• 課題の内容:
下の対象の文章に基づき、次の問いに答えてください。
(a) 今回釣ったコブダイの重さは何キロですか。
(b) 浅野藤吉郎さんの家族は何人ですか。
(c) 浅野藤吉郎さんの本業は何ですか。

• 対象の文章:
家串の人もコブダイはあまり見たことがないらしく「えらくふといわなあ」と買い物にきていた人たちが皆、といっても3、4人だったが、驚いた。

最初に釣ったものは自分で捌いて食べた。そして、4,5キロのものも食べた。しかし10キロほどの大物になると捌くのも大仕事で、他の人に上げた。こんどは13キロだ。「食べませんか。フライにしてもいいし、ミリンを少し入れて味噌漬けにするとすごくうまいですよ」と薦めてみたが「こんなに大きうては、よう食べ切れん」と皆しり込みをする。コブダイは頭の目方が半分近くを占めるが、それでも身が6,7キロはあるだろう。家串でも核家族化や高齢化が進んでいて、世帯員が2,3人という小家族が多く、普通の家では食べきれない。そして慣れた人でしかも腕力のある人でなければ、この大きな魚を捌くのは難しいが、老人世帯が多い。というわけで、農協の売店に来ていた人のなかには貰い手がいなかった。

私が捌いて、切り身にでもして分けてあげれば、もらう人はいくらでもいるに違いない。しかし、私は釣り上げるための格闘に精根尽き果てて、家にもどるのがやっとと言う状態で、とても魚を捌く元気がない。「誰かもらってくれる人はないですかねえ」と聞くと、「藤吉郎さんとこはどうやろう。藤吉郎さんとこは家族が多いからだいじょうぶかもしれん」と言う人がいた。浅野藤吉郎さんの家族は、同居の息子夫婦と孫が一人で5人だという。決して「家族が多い」というほどではないが、家串では確かに多い方だ。

そして、後で聞いたことだが、浅野さんの家には、毎年、5月の連休にたくさんの親戚がやってくる。08年は、近くの「日帰り」の親戚が9人、遠くからきて泊まる人が23人!だという。奥さんは食事を作るのが大変だ。「しかし、こうやって、集まってきてくれると楽しいものなあ」と藤吉郎さんは言うが、やってくる親戚の子どもたちの名前はさすがに覚えてはいないという。

少し話がそれたが、とにかく「家族が多い」と聞いて、コブダイは浅野藤吉郎さんの家に持って行くことにした。浅野さんは、本業は真珠貝の養殖だが、貸舟を2、3隻持っていて、釣り客がたくさん釣ると何匹かは置いて行くといい、魚には全然不自由していない。

コブダイは四国では、タイやアジに比べて評価が一段低い。もし魚が「高級魚」、「美味」、「食用」の三段階に分類されるなら、コブダイは「食用」の部類である。そしてアジやタイは「美味」、シマアジやヒラマサは「高級魚」ということになるだろう。

• 提供資料:
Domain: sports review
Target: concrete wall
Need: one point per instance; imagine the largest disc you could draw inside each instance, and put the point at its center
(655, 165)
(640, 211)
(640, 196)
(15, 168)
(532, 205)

• 解答:
(a) 13キロです。
(b) 5人です。
(c) 真珠貝の養殖です。